Processo Familiar

O Direito de Família de luto pelo jurista que permanece

Autor

  • Jones Figueirêdo Alves

    é desembargador emérito do Tribunal de Justiça de Pernambuco (TJ-PE) mestre em Ciências Jurídicas pela Faculdade de Direito de Lisboa membro da Academia Brasileira de Direito Civil e do Instituto Brasileiro de Direito de Família (IBDFam) membro fundador do Instituto Brasileiro de Direito Contratual (IBDCont) advogado consultor e parecerista.

10 de setembro de 2023, 8h00

Como muito poucos, ele praticou o melhor direito de família dentro da advocacia, iluminando a face do direito com o seu sorriso franco ao atuar como instrumento de paz dos casais em desordem. Vicente Moreno Filho, o jurista que exercitou os valores da família, dentro de casa, junto aos amigos e perante as partes, encantou-se no dia 31 de agosto passado. Viajou ao infinito nas asas da graúna.

MATERIAL APRESENTADO:
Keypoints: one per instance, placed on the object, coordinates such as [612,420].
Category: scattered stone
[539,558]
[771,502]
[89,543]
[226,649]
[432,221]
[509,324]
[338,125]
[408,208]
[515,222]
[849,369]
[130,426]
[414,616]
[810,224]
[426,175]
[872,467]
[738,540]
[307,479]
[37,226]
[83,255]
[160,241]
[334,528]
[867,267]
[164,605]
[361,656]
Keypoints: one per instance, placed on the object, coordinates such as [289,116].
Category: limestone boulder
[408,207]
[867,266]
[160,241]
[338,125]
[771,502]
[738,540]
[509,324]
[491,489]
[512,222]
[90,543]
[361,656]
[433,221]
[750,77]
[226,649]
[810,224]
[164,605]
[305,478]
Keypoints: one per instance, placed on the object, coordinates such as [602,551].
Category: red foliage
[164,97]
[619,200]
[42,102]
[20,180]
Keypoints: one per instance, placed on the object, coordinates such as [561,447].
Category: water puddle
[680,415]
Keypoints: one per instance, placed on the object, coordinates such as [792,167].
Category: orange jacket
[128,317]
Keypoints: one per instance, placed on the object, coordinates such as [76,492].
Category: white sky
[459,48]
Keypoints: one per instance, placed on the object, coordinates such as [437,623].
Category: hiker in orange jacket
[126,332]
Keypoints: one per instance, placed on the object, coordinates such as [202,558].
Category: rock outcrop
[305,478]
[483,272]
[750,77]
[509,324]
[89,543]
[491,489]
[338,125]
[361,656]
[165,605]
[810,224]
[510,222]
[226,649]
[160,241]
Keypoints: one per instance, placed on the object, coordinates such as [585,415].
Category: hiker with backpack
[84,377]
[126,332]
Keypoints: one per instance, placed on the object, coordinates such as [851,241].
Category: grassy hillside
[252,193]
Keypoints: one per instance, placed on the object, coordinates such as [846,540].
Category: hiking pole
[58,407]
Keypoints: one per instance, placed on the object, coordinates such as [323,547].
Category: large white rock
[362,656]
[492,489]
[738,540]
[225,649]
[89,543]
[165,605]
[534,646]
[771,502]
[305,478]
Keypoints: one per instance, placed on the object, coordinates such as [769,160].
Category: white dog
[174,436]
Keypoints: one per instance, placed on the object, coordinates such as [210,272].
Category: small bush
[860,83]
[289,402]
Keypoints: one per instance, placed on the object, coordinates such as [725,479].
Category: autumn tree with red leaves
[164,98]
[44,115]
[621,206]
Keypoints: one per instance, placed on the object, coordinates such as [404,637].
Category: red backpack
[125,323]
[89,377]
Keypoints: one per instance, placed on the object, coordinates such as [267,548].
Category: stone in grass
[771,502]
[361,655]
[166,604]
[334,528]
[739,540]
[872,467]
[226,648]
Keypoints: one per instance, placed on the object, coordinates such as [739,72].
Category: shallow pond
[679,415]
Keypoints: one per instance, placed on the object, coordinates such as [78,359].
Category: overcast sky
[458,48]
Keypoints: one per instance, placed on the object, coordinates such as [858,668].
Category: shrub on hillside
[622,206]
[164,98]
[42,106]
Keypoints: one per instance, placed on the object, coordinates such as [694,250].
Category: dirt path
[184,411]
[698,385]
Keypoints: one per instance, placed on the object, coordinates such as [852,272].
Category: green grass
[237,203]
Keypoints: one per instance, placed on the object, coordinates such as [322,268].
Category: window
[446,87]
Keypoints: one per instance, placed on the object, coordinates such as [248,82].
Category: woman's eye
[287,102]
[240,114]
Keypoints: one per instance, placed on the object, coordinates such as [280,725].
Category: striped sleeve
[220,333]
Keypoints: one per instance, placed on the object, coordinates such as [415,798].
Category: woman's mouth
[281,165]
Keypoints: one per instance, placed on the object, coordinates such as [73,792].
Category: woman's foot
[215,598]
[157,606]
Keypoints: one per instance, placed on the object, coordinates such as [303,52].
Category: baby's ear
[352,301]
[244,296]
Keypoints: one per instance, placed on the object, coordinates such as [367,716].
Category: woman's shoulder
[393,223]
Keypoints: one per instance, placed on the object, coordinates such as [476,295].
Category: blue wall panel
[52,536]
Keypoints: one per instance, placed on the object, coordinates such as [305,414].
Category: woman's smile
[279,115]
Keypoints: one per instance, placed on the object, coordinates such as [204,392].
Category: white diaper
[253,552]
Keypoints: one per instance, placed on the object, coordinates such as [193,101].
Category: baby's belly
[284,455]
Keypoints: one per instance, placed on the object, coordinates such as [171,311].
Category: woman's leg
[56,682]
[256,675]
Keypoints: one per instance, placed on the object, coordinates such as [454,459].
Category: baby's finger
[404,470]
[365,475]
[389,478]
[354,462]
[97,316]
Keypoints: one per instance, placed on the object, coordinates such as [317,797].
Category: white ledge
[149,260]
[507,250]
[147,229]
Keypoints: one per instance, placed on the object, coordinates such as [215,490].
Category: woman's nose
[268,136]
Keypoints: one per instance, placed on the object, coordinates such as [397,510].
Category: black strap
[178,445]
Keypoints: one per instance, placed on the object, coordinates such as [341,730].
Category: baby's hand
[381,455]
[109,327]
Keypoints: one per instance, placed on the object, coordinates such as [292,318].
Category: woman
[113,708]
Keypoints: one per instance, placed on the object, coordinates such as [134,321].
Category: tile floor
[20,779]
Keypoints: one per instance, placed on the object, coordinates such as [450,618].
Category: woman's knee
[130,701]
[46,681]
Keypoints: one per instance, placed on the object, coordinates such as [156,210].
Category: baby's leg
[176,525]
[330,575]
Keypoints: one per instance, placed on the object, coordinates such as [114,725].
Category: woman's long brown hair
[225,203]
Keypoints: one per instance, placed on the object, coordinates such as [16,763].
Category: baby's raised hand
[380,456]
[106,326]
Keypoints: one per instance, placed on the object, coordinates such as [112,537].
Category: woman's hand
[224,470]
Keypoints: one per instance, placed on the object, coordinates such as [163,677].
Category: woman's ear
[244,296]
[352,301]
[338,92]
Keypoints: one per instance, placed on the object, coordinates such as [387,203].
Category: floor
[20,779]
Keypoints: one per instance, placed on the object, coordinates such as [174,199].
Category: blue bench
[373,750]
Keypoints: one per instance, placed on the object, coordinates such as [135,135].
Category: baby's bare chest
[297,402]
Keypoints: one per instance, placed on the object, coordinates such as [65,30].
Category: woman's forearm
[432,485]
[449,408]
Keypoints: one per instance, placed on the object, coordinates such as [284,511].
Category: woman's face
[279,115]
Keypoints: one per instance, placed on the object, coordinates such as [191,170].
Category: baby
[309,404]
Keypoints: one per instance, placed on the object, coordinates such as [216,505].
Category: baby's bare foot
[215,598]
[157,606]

TAREFAS:
(1) Com base no trecho para leitura, responda às perguntas abaixo.
(a) Em que data e horário o texto foi publicado?
(b) De qual instituto Jones Figueirêdo Alves é membro fundador?
(c) Em que dia Vicente Moreno Filho "encantou-se"?
(2) Prossiga o texto em homenagem a Vicente Moreno Filho a partir da última frase apresentada, mantendo o mesmo registro.

RESPOSTAS:
(1)
(a) Em 10 de setembro de 2023, às 8h00.
(b) Do Instituto Brasileiro de Direito Contratual (IBDCont).
(c) Em 31 de agosto.

(2)
Vicente (Vinces ou Vincenti), por metáforas da etimologia, era um vitorioso. De vinci, vincere, "ser vencedor", ordenando ética e respeito, venceu todos os combates da vida. Mais do que apenas litígios judiciais, venceu o combate paulino. Nas várias formas, Vicente, Vicencio ou Vicenti; ainda Vicenzi e Vicenzo (do italiano e, aliás, seu neto), Vicent (do francês e inglês) ou Vicenz (do alemão), era mais que um prenome. Do verbo triunfar, fez-se verbo na palavra gentil e nas suas ações de concórdia. Ficou superlativo, por seu caráter de excelência. Triunfou na amizade e nas militâncias da fé, desde a paisagem bucólica de sua pequena cidade natal, Várzea Alegre (CE), de ordem irradiou suas auroras, para habitar o mundo no coração dos homens bons.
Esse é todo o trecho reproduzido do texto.